• Assignment:
Return exactly, and only, the lines from the line containing "the wooden surface" through the final line of the records below, both included.

• Data:

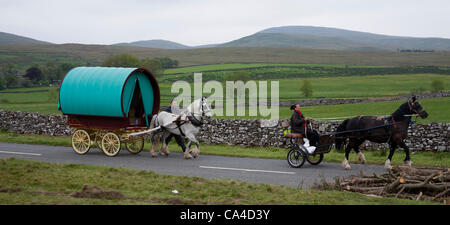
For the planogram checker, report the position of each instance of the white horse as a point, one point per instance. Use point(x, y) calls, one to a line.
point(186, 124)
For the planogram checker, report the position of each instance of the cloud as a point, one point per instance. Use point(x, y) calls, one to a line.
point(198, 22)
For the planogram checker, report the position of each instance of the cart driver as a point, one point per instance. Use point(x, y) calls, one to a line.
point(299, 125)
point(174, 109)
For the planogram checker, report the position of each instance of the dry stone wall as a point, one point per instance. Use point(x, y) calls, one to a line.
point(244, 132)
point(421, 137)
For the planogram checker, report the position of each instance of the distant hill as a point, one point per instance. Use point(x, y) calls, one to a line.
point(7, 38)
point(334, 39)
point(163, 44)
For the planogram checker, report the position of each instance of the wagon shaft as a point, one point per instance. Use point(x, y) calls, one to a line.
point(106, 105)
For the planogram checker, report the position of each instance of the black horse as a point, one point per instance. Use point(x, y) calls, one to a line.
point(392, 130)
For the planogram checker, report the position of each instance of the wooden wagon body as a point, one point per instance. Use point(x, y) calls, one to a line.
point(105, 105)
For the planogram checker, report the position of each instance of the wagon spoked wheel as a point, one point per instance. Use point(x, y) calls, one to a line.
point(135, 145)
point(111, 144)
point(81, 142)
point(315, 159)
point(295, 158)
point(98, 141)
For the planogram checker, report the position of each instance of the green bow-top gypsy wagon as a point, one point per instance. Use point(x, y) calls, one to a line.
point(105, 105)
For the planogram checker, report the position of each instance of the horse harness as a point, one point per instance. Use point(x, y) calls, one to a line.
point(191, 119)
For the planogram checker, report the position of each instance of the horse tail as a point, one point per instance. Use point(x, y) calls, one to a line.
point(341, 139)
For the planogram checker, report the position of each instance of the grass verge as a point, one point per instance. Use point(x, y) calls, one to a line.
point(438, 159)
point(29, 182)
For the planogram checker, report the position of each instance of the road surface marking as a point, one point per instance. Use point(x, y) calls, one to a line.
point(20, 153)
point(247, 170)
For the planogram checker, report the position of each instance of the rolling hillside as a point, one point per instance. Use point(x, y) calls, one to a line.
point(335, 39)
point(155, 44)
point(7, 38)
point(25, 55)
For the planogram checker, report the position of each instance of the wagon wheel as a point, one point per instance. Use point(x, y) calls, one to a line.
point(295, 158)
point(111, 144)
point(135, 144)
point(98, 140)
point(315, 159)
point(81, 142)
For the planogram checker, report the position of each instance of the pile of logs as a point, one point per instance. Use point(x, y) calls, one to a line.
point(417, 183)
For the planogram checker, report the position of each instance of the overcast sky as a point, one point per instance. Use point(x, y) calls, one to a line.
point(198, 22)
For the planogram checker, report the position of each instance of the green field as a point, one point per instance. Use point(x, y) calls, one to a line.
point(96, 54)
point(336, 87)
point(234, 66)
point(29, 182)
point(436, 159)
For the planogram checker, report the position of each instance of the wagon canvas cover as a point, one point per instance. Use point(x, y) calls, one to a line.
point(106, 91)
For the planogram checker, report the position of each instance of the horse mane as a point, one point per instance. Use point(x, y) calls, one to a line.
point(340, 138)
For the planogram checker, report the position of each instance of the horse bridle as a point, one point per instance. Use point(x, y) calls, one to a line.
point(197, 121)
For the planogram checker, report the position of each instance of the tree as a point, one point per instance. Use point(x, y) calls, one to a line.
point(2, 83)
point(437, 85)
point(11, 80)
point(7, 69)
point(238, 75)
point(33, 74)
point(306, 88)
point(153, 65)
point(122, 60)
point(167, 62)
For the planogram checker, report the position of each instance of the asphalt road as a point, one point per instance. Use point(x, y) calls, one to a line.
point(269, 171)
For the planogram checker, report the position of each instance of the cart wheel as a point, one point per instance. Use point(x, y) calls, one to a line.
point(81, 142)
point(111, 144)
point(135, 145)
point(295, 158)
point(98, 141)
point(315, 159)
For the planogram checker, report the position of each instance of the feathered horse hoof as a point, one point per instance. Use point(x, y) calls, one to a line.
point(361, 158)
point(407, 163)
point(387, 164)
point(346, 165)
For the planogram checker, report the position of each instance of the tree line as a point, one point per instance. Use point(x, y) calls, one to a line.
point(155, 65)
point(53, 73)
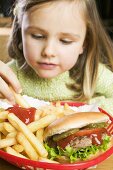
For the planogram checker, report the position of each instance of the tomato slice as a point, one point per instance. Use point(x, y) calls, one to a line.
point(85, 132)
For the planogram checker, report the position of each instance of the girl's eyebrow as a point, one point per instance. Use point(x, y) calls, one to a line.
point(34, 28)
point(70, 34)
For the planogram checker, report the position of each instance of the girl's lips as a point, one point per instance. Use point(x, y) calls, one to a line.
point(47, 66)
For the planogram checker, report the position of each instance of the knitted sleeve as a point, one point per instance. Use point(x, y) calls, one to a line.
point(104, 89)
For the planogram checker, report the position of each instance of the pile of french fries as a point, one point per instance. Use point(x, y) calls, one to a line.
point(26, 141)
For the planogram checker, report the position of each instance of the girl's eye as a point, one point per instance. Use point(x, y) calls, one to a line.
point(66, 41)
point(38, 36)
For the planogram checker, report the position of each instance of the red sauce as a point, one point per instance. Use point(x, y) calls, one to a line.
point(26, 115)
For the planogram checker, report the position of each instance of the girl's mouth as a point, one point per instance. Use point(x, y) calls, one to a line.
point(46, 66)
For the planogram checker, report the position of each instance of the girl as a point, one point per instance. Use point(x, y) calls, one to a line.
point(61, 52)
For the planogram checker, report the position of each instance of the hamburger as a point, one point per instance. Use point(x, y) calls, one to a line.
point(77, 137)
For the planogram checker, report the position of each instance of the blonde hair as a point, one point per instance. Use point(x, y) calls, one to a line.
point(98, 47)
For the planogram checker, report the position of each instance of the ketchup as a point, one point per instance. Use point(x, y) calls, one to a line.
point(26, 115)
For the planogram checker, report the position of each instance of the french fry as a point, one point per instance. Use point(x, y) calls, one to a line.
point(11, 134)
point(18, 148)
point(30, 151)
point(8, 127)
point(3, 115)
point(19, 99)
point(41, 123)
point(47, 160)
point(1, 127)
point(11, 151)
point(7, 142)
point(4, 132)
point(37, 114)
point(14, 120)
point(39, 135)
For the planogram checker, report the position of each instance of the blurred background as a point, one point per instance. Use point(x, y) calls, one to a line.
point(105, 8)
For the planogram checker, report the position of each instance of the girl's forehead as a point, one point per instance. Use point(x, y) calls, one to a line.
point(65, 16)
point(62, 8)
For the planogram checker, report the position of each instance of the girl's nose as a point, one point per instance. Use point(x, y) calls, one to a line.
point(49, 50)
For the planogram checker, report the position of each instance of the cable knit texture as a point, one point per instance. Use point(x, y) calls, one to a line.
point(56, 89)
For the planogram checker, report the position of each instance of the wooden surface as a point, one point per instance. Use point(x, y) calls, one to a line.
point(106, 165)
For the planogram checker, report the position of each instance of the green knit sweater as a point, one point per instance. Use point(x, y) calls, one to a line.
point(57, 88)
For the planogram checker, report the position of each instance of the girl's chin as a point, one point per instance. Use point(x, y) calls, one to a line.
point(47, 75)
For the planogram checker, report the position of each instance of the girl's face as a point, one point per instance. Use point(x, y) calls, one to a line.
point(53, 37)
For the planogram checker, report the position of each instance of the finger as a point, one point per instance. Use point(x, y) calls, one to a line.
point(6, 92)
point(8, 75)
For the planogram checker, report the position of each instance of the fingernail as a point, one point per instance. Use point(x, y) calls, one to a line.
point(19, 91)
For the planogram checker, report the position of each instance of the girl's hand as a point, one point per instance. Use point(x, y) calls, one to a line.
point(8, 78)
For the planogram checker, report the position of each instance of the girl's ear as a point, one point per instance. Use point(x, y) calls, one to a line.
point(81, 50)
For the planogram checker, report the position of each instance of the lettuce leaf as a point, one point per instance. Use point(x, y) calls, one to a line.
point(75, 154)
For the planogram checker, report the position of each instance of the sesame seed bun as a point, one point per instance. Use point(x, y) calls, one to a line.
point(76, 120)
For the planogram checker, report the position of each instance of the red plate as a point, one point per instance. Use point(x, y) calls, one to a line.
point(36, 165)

• Solution for this task:
For the planogram checker, report the position of each instance of the wooden surface as a point, one point per instance. Use point(x, y) calls, one to a line.
point(106, 165)
For the planogram checker, report the position of each instance of the green knit sweater as a point, one point per instance. Use point(x, y) calls, one to a line.
point(57, 88)
For the planogram checker, report the position of each instance of the girl's chin as a point, one point per instance. Use point(x, y) calls, one to a line.
point(47, 75)
For the planogram checker, report the position of each instance of the girl's face as a point, one point per instance. Use point(x, y) calls, one to a line.
point(53, 37)
For the planogram checker, report the position of each instance of the finger as a point, one point per instance. Use point(x, y) calls, one to a line.
point(6, 92)
point(8, 75)
For the planogram checker, report the position of each instance of the fingernail as a point, one point per instance. Use point(x, y) calls, one to a line.
point(19, 91)
For the planogram checker, report the position of each instance of the girl's hand as a point, one point per instance. Use point(x, y) calls, one to a line.
point(8, 78)
For the planogram checker, report the position of each instance of the girl's ear as a point, one point per instance. Use point(x, y) calls, one to a line.
point(81, 50)
For the planogram checker, report the position of each instance of the lettuce leaf as a point, one point per instance. Use point(x, y) calls, one to a line.
point(75, 154)
For the planogram checker, report the position of each instance of the sesame seed bun as a point, one point per instance. Use point(x, y) calls, one to a line.
point(76, 120)
For the planogram checker, report the position of each instance of the red plate as a point, one point per instance. Use point(x, y) calls, one to a line.
point(36, 165)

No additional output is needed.